**EXTRAIT CHOISI:**
........

Publié le 7 Mar 2020 - 18:28
FEMMES VENDEUSES DE VIANDE

Immersion dans le quotidien des bouchères de Castors 

 

Elles sont nombreuses, ces braves dames qui embrassent de plus en plus des métiers qui étaient jusque-là réservés aux hommes, pour donner un coup de main au chef de famille tenaillé par la dépense quotidienne. Une immersion au marché Castors permet à ‘’EnQuête’’ de découvrir le quotidien et l’ambiance des femmes vendeuses de viande, pour ne pas dire bouchères.  

 

‘’Mbarou yapp’’, marché Castors ! L’atmosphère est très animée. La musique projetée par un magnétophone couvre à peine le bruit des marchandages. Certains vendeurs, reprenant les refrains d’un single de Wally Seck, en rajoutent à l’ambiance chaleureuse et très vivante. Sur les nombreuses tables faisant office de lieux de travail pour ces commerçants, est posée de la viande à gogo. Quelques dames, prenant place au milieu des nombreux bouchers, attirent la curiosité de certains visiteurs.  C’est normal. Ce n’est pas dans tous les marchés sénégalais que l’on retrouve ces bouchers d’un autre genre.

........

**LIGNES DE DONNÉES:**
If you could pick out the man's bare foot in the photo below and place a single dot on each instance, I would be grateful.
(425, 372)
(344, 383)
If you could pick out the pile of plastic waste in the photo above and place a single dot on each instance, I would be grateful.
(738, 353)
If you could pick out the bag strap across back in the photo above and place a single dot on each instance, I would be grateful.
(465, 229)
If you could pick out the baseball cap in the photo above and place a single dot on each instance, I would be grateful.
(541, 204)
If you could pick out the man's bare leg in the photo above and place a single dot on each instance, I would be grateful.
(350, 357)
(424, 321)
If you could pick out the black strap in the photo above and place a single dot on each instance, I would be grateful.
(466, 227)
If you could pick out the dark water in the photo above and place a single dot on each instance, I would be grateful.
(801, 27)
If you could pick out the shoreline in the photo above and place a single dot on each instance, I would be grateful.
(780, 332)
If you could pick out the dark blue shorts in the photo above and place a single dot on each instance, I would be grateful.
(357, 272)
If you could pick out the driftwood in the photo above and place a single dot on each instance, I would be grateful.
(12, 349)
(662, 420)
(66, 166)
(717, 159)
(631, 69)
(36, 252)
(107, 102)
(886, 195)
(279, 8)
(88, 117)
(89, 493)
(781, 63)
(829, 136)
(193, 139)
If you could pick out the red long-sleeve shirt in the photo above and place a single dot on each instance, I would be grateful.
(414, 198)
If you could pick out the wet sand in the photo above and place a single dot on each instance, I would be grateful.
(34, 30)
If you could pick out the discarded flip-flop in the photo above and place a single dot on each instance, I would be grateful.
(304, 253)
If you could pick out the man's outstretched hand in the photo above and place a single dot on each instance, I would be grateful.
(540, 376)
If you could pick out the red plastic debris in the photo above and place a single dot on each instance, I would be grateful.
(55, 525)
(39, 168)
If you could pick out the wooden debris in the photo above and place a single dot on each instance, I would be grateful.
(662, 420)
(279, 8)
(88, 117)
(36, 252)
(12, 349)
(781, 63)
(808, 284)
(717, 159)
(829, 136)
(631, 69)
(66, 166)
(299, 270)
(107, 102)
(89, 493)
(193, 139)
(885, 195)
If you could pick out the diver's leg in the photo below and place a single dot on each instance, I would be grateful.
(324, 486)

........

**CONSIGNE A:**
Répondez à ces questions sur l'article :
(i) À quelle date l'article a-t-il été publié ?
(ii) Dans quel marché ‘’EnQuête’’ s'est-il immergé ?
(iii) De quel artiste certains vendeurs reprennent-ils les refrains ?
**CONSIGNE B:** Recopiez, s'il vous plaît, le passage de l'article compris entre « Elles sont nombreuses, ces » et « pas dire bouchères. », bornes incluses.
**CONSIGNE C:** Relevez toutes les sources de son que l'article décrit au marché.

**CORRIGÉ A:**
(i) Le 7 mars 2020.
(ii) Le marché Castors.
(iii) Wally Seck.

**CORRIGÉ B:**
Elles sont nombreuses, ces braves dames qui embrassent de plus en plus des métiers qui étaient jusque-là réservés aux hommes, pour donner un coup de main au chef de famille tenaillé par la dépense quotidienne. Une immersion au marché Castors permet à ‘’EnQuête’’ de découvrir le quotidien et l’ambiance des femmes vendeuses de viande, pour ne pas dire bouchères.

**CORRIGÉ C:**
- La musique projetée par un magnétophone
- Le bruit des marchandages
- Les refrains d'un single de Wally Seck repris par certains vendeurs